> **CHALLENGE**: Starting at the line that has "Mark the region of each instance of the cumulus" and stopping after the line that has "173 89 L 172", write out those lines again with "expected layout" replaced by "required layout" and nothing else altered.

[Records from an annotation dataset]
---+---
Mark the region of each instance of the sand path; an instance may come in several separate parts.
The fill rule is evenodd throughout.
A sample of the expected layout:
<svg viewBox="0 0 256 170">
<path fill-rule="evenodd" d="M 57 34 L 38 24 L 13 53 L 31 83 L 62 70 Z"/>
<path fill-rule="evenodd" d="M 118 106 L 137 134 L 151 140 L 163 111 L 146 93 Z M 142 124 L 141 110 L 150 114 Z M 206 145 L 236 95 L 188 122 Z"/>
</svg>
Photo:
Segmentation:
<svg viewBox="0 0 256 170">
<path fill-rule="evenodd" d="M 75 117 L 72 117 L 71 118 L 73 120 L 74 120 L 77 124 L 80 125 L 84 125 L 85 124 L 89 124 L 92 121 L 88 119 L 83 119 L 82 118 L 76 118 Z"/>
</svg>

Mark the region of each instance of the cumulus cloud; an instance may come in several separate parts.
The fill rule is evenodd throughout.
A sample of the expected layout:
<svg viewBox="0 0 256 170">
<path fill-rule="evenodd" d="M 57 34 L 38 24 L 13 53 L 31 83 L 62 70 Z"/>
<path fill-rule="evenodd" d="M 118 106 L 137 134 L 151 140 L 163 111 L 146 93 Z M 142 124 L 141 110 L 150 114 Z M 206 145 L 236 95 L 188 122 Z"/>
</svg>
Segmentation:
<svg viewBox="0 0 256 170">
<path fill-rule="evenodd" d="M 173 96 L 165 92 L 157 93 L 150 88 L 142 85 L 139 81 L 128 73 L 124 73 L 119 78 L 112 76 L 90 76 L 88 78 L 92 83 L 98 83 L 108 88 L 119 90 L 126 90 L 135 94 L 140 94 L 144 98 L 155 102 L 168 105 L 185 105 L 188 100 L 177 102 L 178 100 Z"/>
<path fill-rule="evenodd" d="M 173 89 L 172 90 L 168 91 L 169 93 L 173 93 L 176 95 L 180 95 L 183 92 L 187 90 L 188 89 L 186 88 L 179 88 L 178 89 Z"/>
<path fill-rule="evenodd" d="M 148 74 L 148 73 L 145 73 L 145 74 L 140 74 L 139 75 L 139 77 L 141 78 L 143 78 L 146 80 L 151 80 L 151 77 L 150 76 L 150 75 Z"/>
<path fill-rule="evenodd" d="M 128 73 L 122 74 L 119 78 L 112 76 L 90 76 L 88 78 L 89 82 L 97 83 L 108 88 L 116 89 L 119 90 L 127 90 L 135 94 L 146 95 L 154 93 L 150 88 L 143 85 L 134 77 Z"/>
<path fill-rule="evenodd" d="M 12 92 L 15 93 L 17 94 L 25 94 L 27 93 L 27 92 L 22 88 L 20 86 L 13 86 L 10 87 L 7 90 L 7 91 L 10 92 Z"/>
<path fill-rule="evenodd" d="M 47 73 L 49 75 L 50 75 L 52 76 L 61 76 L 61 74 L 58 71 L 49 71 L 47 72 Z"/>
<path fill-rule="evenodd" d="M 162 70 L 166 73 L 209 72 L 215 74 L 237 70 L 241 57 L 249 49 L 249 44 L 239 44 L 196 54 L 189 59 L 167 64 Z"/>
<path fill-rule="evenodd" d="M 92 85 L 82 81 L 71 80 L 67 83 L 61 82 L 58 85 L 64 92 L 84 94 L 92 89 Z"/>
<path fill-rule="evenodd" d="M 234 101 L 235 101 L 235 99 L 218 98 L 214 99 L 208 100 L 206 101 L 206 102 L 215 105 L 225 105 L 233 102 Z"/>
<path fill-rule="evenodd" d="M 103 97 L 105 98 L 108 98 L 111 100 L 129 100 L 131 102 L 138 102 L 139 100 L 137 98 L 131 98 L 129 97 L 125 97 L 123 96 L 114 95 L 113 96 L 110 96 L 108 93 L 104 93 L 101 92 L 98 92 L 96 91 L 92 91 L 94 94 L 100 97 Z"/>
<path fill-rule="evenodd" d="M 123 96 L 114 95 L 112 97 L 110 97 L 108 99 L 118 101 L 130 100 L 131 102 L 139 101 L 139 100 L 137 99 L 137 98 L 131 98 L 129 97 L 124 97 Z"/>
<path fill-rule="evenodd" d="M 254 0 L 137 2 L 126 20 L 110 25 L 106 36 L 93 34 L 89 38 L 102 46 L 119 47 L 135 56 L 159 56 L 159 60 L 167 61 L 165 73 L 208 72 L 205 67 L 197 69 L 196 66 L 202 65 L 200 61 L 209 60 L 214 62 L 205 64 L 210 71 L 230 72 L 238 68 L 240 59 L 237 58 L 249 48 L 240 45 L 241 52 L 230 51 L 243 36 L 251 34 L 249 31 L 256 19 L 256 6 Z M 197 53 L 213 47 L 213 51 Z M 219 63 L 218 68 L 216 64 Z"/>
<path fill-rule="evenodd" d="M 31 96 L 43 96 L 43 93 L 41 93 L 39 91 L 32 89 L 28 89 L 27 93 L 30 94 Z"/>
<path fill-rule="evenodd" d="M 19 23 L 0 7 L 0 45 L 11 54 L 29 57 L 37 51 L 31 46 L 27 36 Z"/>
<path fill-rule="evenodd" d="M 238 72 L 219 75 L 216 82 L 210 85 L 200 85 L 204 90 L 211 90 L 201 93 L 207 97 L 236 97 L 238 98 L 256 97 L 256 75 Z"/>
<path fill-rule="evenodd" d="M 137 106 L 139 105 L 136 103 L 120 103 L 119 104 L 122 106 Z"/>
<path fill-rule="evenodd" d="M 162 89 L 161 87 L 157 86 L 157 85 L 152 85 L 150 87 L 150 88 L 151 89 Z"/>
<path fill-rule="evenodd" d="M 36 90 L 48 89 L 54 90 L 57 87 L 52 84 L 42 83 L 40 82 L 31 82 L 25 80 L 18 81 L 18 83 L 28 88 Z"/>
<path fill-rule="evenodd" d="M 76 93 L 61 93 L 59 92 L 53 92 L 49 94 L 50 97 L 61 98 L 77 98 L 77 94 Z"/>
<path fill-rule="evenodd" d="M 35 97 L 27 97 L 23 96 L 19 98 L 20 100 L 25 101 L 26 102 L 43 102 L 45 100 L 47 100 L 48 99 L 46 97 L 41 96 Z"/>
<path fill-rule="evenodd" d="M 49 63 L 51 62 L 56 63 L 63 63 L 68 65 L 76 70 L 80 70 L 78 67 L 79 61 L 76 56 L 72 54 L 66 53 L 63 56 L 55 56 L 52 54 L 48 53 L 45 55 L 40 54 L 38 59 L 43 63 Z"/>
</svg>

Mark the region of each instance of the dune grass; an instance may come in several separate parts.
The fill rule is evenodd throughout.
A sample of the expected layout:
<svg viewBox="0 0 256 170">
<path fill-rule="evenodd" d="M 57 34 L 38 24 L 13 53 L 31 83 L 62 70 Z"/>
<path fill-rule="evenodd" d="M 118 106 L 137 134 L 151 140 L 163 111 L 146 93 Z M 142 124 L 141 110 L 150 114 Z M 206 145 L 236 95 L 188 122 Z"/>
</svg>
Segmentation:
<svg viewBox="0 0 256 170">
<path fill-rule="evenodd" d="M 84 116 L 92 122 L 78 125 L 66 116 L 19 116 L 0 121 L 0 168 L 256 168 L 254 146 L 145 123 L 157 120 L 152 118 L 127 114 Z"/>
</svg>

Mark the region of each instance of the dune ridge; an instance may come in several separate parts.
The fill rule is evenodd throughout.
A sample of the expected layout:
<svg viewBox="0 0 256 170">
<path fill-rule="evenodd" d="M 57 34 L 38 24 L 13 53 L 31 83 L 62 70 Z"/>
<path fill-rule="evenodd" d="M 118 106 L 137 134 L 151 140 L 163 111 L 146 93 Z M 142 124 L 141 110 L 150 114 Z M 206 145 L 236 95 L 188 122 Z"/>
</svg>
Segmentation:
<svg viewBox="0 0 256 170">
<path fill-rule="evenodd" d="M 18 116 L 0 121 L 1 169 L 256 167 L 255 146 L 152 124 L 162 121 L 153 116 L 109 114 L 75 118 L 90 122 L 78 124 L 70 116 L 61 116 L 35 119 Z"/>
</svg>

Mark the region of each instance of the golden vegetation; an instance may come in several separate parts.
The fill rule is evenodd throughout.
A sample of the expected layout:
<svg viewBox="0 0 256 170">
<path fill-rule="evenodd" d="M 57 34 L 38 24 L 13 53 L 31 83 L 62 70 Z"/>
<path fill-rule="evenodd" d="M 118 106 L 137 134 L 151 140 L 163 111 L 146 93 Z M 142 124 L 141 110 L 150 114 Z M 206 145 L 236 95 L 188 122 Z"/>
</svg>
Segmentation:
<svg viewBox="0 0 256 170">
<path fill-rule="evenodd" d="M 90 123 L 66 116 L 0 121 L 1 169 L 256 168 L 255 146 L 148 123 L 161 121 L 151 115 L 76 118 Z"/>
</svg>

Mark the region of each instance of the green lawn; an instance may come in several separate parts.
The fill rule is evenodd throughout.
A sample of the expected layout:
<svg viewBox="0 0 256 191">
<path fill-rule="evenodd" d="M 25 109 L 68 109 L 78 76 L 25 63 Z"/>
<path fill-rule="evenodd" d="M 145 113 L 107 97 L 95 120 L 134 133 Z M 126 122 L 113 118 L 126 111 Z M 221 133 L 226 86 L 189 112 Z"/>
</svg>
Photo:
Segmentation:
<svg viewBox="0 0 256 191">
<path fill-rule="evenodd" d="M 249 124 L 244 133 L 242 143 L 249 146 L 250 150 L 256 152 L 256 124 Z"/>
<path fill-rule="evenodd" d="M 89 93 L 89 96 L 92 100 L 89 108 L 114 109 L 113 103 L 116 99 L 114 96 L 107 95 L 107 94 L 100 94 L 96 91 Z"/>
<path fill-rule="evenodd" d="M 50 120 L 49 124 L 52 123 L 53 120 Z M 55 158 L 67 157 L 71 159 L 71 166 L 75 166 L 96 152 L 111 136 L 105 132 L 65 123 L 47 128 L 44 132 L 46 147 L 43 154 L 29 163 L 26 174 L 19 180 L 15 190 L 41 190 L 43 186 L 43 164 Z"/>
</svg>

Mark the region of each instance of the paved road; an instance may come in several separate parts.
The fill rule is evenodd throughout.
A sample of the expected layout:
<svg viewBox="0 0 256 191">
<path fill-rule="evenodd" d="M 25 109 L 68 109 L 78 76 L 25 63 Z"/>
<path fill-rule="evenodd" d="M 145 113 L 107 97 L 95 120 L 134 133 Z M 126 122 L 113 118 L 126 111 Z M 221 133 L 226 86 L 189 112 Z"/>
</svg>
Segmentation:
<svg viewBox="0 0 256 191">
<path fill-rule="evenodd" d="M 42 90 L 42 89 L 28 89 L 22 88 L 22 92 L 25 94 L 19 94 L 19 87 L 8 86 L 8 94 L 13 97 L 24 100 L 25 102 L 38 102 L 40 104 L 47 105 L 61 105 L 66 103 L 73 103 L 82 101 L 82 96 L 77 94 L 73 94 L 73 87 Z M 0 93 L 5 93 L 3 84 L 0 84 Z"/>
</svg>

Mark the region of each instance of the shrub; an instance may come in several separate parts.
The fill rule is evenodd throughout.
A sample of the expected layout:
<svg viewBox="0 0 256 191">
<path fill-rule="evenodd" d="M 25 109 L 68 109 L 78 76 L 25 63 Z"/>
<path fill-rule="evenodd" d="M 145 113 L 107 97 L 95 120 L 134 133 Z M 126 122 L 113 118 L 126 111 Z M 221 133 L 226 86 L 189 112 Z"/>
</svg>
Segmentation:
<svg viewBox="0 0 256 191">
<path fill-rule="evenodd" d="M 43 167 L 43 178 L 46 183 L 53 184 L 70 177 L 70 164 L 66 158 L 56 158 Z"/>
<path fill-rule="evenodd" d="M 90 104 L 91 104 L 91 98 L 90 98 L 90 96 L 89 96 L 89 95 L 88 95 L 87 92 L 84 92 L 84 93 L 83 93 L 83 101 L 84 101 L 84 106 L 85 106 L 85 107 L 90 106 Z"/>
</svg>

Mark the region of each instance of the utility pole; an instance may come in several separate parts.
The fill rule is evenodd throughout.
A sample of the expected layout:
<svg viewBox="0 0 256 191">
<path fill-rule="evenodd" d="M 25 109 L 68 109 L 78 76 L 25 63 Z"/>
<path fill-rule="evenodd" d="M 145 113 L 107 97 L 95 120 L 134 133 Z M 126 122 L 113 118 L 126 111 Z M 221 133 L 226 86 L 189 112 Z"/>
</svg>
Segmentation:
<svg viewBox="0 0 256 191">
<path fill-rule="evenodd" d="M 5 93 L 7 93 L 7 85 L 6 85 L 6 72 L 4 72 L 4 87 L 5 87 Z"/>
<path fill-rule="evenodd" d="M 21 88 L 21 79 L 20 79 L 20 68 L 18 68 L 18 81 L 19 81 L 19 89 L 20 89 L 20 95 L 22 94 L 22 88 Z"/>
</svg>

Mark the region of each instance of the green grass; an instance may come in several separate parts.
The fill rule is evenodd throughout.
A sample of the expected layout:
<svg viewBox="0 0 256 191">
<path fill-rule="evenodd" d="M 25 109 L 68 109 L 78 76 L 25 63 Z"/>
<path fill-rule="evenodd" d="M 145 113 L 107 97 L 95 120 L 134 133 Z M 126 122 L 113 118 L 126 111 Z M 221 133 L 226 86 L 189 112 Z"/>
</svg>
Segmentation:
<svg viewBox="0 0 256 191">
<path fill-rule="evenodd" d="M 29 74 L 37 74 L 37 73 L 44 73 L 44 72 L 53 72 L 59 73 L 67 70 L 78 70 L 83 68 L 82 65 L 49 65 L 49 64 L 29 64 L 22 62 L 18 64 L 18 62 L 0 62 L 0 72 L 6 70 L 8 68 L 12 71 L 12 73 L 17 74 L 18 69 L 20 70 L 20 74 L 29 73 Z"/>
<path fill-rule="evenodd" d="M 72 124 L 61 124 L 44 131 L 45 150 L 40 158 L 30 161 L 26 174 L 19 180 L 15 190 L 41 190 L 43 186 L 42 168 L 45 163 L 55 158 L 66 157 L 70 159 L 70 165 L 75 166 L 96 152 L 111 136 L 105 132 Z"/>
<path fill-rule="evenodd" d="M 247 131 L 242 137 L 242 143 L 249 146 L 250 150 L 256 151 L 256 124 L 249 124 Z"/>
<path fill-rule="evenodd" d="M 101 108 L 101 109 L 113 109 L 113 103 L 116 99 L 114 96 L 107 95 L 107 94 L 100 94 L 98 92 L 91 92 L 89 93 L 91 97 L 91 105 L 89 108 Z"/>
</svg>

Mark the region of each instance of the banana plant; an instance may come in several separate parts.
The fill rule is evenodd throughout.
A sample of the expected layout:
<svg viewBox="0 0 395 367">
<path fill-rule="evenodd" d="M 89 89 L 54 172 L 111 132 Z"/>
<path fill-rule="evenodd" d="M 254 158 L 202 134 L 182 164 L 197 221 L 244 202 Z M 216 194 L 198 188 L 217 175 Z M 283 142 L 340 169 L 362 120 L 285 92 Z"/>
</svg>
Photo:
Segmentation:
---+---
> **OUTPUT OF THE EXERCISE**:
Mark the region of each instance of the cumulus cloud; an instance may come in several separate parts.
The fill rule is evenodd throughout.
A sample of the required layout:
<svg viewBox="0 0 256 170">
<path fill-rule="evenodd" d="M 57 34 L 38 24 L 13 53 L 31 83 L 62 70 Z"/>
<path fill-rule="evenodd" d="M 118 106 L 137 134 L 151 140 L 163 111 L 146 93 Z M 142 124 L 141 110 L 150 114 Z M 206 145 L 236 95 L 188 122 Z"/>
</svg>
Segmentation:
<svg viewBox="0 0 256 170">
<path fill-rule="evenodd" d="M 173 96 L 165 92 L 157 93 L 150 88 L 142 85 L 139 81 L 128 73 L 124 73 L 119 78 L 112 76 L 90 76 L 88 78 L 92 83 L 98 83 L 108 88 L 119 90 L 126 90 L 135 94 L 140 94 L 144 98 L 155 102 L 168 105 L 185 105 L 188 100 L 177 102 L 178 100 Z"/>
<path fill-rule="evenodd" d="M 173 89 L 172 90 L 168 91 L 169 93 L 173 93 L 176 95 L 180 95 L 183 92 L 187 90 L 188 89 L 186 88 L 179 88 L 178 89 Z"/>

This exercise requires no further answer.